> **Work required**: Return verbatim the run of lines that opens with the line holding "Mark one point on every instance of the person in dark" and closes with the last line of the records.

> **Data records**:
......

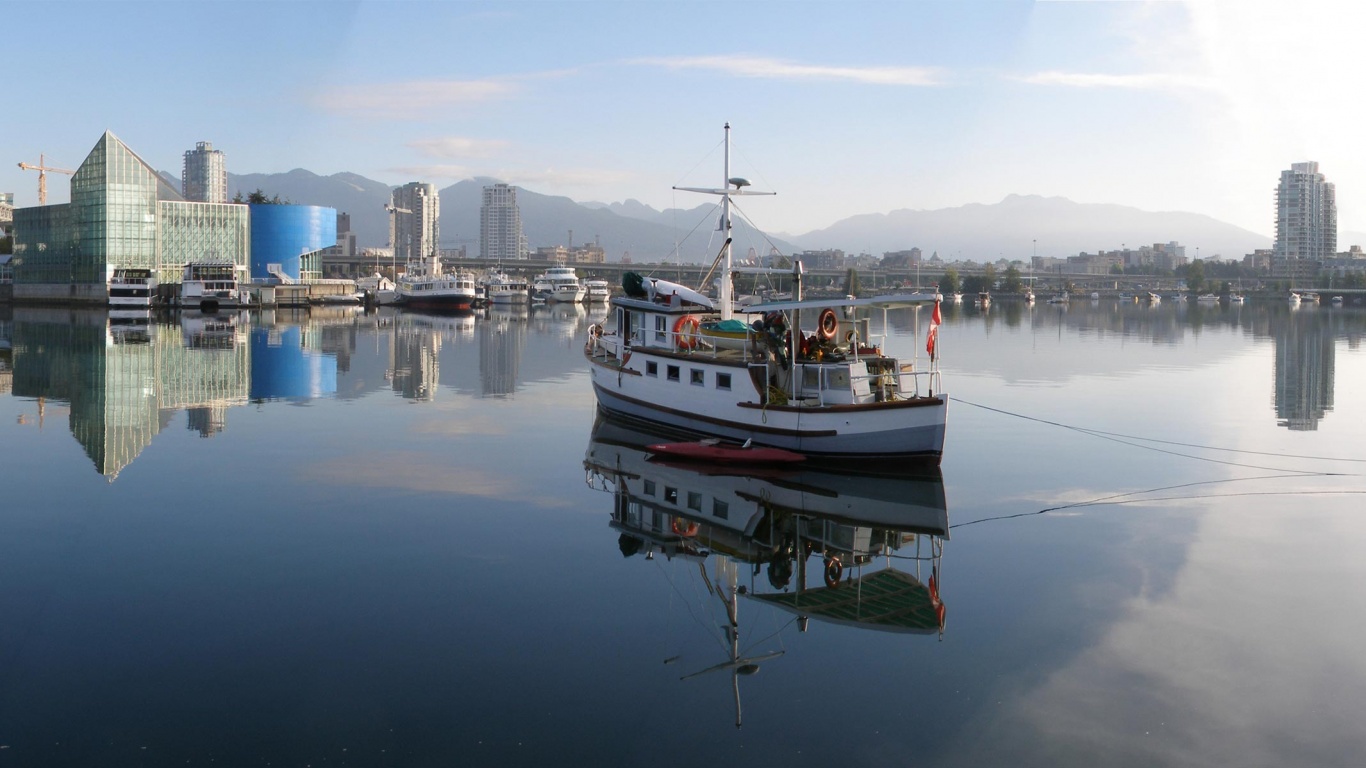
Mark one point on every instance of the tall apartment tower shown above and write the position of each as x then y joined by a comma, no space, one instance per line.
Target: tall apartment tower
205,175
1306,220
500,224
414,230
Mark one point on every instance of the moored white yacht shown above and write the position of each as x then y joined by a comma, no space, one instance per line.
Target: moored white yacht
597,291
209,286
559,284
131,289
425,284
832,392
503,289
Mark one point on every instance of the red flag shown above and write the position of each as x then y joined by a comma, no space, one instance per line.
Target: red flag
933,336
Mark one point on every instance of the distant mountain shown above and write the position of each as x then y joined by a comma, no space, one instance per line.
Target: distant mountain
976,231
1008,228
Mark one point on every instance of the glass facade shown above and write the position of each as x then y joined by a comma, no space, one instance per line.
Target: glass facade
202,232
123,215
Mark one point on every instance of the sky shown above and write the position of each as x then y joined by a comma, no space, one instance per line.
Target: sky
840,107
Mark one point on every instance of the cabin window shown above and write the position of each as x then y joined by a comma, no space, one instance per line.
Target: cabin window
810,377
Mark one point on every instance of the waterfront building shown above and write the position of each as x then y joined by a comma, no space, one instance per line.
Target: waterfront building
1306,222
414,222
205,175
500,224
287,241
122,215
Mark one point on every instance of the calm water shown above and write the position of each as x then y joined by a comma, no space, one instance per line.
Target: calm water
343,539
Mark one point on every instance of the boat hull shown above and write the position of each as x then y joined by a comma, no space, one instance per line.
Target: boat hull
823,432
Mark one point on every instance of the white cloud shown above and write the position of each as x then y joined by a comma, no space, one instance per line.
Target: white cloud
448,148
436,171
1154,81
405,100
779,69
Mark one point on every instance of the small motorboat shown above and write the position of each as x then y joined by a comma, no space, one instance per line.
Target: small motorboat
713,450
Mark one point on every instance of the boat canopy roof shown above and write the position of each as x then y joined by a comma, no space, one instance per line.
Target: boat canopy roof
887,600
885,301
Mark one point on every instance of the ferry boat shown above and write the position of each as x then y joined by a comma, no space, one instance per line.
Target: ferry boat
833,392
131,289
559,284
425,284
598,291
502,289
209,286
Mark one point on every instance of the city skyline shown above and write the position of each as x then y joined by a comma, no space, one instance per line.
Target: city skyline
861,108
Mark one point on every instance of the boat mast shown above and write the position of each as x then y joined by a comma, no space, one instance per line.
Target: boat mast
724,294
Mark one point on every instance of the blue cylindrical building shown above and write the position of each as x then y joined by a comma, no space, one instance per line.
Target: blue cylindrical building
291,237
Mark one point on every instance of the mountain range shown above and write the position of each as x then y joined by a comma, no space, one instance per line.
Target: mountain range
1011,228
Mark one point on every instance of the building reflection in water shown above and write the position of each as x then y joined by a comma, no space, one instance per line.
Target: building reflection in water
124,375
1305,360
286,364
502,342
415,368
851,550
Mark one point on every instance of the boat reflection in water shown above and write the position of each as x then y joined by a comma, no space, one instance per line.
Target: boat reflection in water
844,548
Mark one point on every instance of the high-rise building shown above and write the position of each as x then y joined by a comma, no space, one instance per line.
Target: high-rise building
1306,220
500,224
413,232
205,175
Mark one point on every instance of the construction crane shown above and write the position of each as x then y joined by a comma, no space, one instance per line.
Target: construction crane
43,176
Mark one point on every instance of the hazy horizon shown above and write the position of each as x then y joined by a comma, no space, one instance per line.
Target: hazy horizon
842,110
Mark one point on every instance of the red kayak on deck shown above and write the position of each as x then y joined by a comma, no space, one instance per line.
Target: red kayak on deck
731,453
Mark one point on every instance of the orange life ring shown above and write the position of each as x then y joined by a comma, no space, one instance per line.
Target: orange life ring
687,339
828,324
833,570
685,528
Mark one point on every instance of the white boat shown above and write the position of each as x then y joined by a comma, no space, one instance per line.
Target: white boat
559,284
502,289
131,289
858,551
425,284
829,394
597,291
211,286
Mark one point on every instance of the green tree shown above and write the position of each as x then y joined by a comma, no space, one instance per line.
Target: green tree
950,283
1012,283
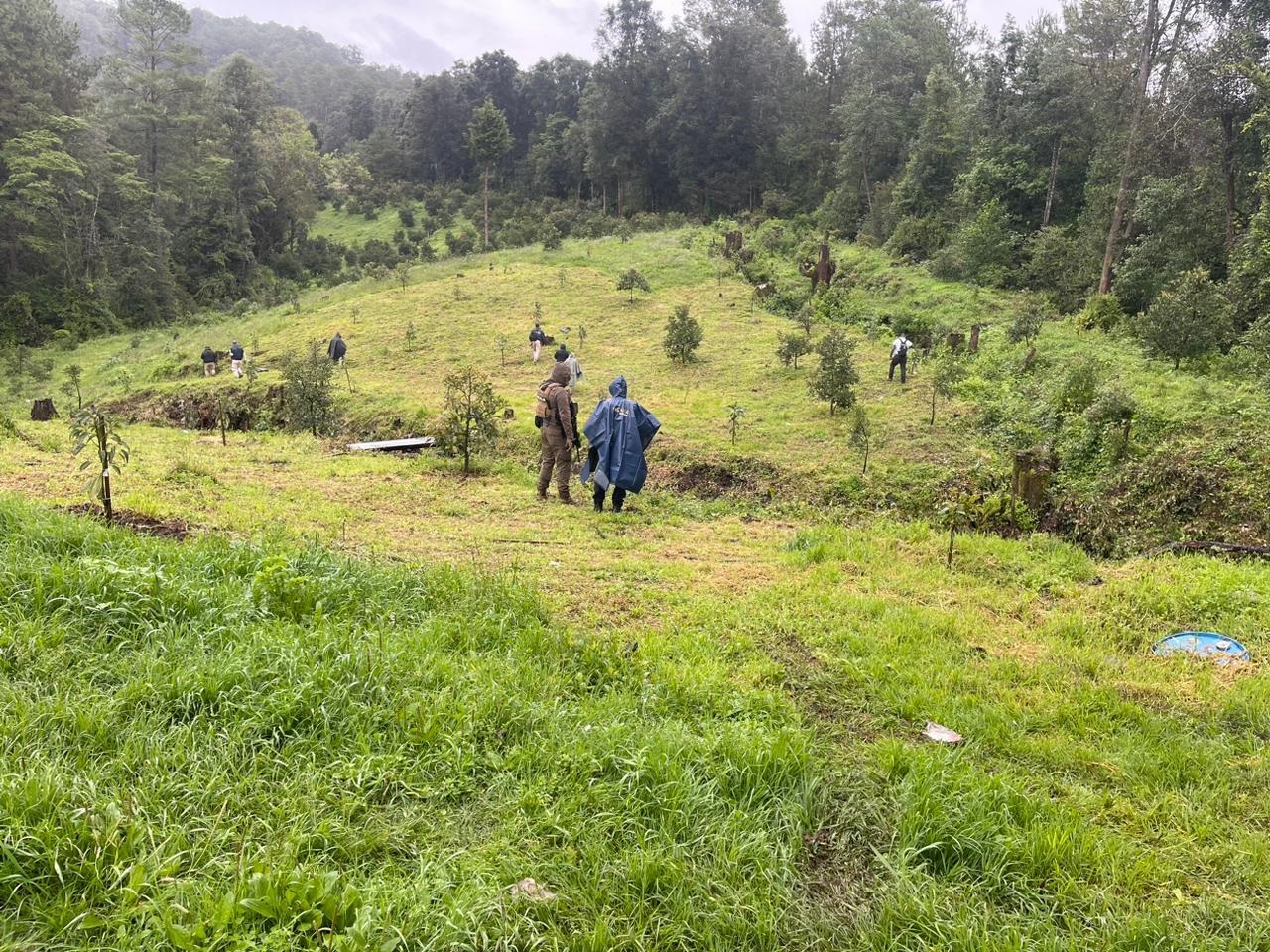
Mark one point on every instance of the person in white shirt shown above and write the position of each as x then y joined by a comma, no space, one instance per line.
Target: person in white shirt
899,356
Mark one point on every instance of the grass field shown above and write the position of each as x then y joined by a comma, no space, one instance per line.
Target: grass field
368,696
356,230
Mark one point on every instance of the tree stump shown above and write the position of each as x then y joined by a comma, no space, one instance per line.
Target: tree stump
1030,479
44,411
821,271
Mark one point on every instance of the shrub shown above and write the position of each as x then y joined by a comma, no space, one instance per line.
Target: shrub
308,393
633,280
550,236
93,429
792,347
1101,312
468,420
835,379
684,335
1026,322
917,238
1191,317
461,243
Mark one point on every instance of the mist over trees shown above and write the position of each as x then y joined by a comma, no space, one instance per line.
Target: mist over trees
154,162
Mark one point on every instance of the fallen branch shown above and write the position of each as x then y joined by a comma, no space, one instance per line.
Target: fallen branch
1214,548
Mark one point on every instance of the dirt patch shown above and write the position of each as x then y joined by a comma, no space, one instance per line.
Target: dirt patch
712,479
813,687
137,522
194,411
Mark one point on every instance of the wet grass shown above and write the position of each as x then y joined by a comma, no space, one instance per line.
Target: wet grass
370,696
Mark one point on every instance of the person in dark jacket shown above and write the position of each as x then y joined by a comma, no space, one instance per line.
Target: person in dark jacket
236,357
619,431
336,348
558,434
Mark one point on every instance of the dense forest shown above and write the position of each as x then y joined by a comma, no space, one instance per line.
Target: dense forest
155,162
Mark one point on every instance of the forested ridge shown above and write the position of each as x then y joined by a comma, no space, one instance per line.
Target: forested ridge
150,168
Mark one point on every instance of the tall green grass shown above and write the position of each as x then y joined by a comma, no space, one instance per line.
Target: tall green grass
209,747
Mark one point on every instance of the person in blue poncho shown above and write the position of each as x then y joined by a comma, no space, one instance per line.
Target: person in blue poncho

......

> **Finished answer**:
Mark one point on every instance of the person in dark jacket shown above and write the position of each as x then y joined by a comma, no space, one instance per line.
Target: person in dark jacket
236,357
619,431
336,348
558,434
Mark one point on every instance of the dense forest shown above and write the position of each as x then y joined by a comma, no space, one instance per line.
Target: dense forest
155,162
Mark one point on every instance of the forested ridge shown above and write the position of each as x then y joined by a comma, no space, one instance per line.
Target: forested ridge
150,168
Mark one point on every instance of the tall green grass shown above and write the position of each as x then y joined by a comma, no space, one instance per line.
Target: tall green grass
209,747
Mark one point on every instance of the person in blue poncho shown above and write the position of each as x then y joined by a comma, no space, one instance per line.
Target: person in blue poncho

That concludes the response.